I use OpenVZ and it runs guests at native speed.

It is a little off the beaten path at it takes some effort to install. Support is kernel dependent and I am not sure there are .deb available for 9.04.

Usually you need to run an older kernel and / or path your own.

Openvz does not support BSD or Windows guests, and I bet most people here want to run Windows.

My advice if you want Openvz is to use Proxmox :

http://pve.proxmox.com/wiki/Main_Page

Here is a review :

https://www.montanalinux.org/proxmox-ve-review.html

----------


## juancarlospaco

i come here to say...
*
Just try OpenQRM 4.x installed on Ubuntu Server*

All-in-one enterprise grade web based Multi-Virtualization-Technology managment console

*OpenSource, Xen, KVM, VMWare ESXi, Citrix XenServer, Linux Vserver,
VMWare Server, VMWare Server2, i-SCSI, P2V, V2P, V2V, 
Drag&Drop Live Migration, Cloud Computing Ready, DHCP-In-Cloud, DNS-In-Cloud, 
Enterprise High Avaliability, Ready to deploy Image collection, 
Support for Local Servers&Storage, LVM2, Nagios2/3 Autoconfig, CloudApp ready,
NFS remote Storage, SSH, TFTPd, ...and large ETC.*

----------


## ysNoi

Is there a way how to access both files on Host and Guest OS..? How to copy files from Host to Guest OS or vice versa...?

» **Problems to work on**
1 > Restate the OpenVZ thread from "I use OpenVZ" to "available for 9.04.", swapping "kernel dependent" for "hardware dependent".
2 > In the OpenVZ thread, what does the poster advise using for anyone who wants OpenVZ?
Work only from the OpenVZ thread, not from the material.

» **Extracted material**
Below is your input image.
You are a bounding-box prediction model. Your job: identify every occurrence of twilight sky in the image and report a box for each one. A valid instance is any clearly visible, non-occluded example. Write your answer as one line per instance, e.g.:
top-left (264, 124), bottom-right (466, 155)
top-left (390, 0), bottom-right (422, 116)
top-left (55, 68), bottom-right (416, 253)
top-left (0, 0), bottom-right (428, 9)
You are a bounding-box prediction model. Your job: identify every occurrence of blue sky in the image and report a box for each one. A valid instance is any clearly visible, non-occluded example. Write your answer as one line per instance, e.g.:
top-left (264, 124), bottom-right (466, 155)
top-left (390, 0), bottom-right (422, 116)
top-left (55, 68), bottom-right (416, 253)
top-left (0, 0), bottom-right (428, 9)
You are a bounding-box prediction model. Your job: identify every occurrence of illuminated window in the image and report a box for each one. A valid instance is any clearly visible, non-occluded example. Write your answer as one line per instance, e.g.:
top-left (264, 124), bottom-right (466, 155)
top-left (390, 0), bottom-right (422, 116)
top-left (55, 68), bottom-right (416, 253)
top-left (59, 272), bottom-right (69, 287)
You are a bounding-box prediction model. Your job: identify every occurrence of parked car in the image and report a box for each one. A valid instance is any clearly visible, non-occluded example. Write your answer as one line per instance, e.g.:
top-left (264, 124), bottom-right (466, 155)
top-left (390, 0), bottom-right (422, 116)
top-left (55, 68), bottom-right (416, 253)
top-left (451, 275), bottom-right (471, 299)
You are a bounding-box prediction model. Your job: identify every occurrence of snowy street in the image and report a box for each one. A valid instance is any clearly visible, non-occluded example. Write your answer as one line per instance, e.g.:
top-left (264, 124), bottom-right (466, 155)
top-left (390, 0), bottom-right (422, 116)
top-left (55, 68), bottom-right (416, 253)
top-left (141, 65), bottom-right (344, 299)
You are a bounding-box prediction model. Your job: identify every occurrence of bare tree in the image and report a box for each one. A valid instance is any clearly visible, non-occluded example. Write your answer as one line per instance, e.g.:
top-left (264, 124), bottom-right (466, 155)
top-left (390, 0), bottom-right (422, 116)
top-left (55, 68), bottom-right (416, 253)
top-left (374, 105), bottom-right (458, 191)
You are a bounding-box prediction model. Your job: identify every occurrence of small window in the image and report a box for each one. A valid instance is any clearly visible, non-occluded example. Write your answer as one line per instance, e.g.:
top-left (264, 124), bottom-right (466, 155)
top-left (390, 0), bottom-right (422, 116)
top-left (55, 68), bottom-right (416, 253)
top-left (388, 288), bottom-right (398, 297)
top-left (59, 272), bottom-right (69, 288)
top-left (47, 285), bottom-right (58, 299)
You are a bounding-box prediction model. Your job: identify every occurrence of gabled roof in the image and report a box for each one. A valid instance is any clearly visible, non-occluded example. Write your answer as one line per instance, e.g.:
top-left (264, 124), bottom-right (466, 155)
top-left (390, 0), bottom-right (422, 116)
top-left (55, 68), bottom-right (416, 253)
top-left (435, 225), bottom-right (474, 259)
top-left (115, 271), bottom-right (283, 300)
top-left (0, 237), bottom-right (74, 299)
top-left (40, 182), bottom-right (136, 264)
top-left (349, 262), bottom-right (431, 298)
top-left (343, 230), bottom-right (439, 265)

» **Answers**
1 >
I use OpenVZ and it runs guests at native speed.

It is a little off the beaten path at it takes some effort to install. Support is hardware dependent and I am not sure there are .deb available for 9.04.

2 > Proxmox